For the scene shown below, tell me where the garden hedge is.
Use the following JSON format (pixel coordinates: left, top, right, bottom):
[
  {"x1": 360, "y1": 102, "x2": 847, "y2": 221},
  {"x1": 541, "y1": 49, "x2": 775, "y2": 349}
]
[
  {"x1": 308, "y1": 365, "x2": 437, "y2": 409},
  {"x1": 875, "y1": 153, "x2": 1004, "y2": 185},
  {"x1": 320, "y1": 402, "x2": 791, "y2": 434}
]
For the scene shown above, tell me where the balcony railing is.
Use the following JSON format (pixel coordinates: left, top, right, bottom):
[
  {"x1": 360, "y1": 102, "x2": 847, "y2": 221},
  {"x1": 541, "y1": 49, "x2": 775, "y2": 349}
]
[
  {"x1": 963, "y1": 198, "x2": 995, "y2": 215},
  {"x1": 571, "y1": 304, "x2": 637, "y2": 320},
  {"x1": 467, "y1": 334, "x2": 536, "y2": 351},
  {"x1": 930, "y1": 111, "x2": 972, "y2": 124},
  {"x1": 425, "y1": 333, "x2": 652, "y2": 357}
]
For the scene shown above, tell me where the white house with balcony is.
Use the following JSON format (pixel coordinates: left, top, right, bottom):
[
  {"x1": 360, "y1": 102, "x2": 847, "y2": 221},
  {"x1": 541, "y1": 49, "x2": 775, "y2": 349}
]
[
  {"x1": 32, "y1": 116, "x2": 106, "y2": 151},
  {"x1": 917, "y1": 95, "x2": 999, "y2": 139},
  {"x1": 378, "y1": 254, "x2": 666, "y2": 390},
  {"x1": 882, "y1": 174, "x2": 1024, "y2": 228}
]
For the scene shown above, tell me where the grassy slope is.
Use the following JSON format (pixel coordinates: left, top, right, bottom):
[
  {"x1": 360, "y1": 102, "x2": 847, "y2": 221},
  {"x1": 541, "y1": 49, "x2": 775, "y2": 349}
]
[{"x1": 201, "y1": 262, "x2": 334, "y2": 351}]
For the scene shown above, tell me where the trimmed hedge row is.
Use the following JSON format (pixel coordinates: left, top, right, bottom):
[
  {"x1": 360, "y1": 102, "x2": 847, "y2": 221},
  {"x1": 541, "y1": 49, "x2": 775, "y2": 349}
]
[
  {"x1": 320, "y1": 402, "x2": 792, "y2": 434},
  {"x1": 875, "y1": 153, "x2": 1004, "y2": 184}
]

◆ WHAT IS REQUIRED:
Look through the listing, and copy each line in which the string "scene" turns up.

◆ REPLY:
For the scene shown below, tell me where the garden hedge is.
For the scene shown above, tell me where the balcony railing is.
For the scene shown above, tell me where the white house with balcony is.
For the scene shown above, tell me where the grassy slope is.
For the scene shown above, tell me where the trimmed hedge row is.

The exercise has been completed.